------ Dataset extract ------

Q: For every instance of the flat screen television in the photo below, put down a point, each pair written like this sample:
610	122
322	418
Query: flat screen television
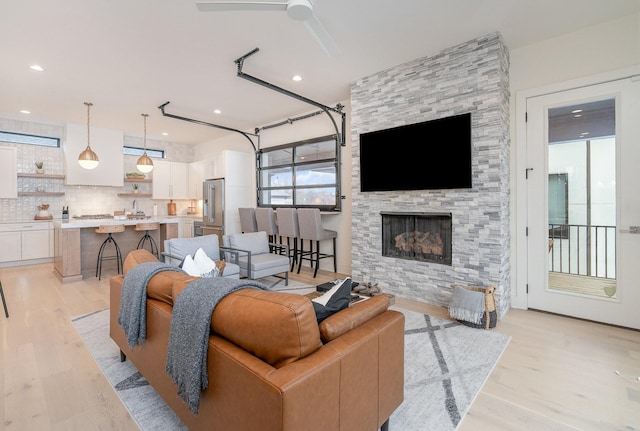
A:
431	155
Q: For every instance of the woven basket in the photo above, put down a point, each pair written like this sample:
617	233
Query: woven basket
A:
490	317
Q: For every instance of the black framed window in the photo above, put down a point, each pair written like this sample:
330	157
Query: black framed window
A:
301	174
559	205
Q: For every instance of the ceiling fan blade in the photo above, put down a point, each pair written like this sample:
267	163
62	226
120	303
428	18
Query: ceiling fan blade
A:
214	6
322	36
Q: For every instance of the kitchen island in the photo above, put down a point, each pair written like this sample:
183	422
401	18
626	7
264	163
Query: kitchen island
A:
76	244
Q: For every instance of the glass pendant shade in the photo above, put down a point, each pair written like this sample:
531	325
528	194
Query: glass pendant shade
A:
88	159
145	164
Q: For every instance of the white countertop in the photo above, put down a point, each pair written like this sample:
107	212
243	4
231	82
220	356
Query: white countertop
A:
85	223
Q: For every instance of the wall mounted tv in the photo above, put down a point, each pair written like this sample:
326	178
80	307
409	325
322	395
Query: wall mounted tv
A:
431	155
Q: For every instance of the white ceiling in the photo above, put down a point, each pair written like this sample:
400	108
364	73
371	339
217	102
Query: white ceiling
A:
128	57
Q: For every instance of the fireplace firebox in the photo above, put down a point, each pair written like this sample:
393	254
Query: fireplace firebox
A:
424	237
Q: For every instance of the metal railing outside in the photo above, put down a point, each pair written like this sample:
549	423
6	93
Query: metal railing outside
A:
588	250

------
------ Dataset extract ------

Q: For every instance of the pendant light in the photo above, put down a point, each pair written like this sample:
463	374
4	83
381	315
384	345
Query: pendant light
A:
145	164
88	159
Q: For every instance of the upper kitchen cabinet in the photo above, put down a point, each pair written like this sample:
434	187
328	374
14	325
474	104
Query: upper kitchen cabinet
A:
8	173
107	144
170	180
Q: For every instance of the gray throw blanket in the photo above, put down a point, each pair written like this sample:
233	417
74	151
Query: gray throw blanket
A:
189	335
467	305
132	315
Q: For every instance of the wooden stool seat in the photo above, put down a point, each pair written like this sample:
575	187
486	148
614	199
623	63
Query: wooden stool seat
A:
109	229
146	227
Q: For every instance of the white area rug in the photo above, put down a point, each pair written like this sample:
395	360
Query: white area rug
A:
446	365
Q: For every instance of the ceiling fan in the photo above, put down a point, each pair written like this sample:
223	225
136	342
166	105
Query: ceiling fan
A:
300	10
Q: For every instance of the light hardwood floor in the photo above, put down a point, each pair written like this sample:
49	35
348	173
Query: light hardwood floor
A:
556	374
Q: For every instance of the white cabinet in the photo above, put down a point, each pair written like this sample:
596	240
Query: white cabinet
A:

------
------ Dataset extract ------

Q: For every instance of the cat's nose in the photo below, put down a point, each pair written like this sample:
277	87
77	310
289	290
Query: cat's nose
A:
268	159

------

Extract every line of the material above that contains the string "glass", matching case exactly.

Q: For every instance of the glass pendant shade in the photo above, put down a point, each pair written like this sample:
Query: glass pendant shade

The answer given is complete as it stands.